Point localization data
====

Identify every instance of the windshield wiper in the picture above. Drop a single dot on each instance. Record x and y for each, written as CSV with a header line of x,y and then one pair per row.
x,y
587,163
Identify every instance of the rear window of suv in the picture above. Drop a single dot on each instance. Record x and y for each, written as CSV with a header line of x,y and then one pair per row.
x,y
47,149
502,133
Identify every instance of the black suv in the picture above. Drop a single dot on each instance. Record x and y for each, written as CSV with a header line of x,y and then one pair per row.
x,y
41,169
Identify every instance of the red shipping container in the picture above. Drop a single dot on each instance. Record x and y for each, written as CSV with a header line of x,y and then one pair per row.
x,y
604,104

====

What you should do: Retype every entry without changing anything.

Answer to the problem:
Identify every instance of the windshield wiper in the picture above. Drop a single dot on each instance. Record x and y for each, written as CSV with a header line of x,y and then one pair per row.
x,y
587,163
Identify every instance of the rear window of suv in the picture above. Drop a single dot on each instance. Record x and y for each, written as CSV with a header line of x,y and then one pair per row.
x,y
47,149
502,133
Identify every instance of the black suv in the picture above. Drop a single dot on each instance. Record x and y for each, written as CSV with a header line of x,y and then one pair per row.
x,y
41,169
Identify every instance of the red shipping container in the picture above. Drop a single dot on each instance. Record x and y for each, written as CSV with a header line of x,y and then one pair per row.
x,y
604,104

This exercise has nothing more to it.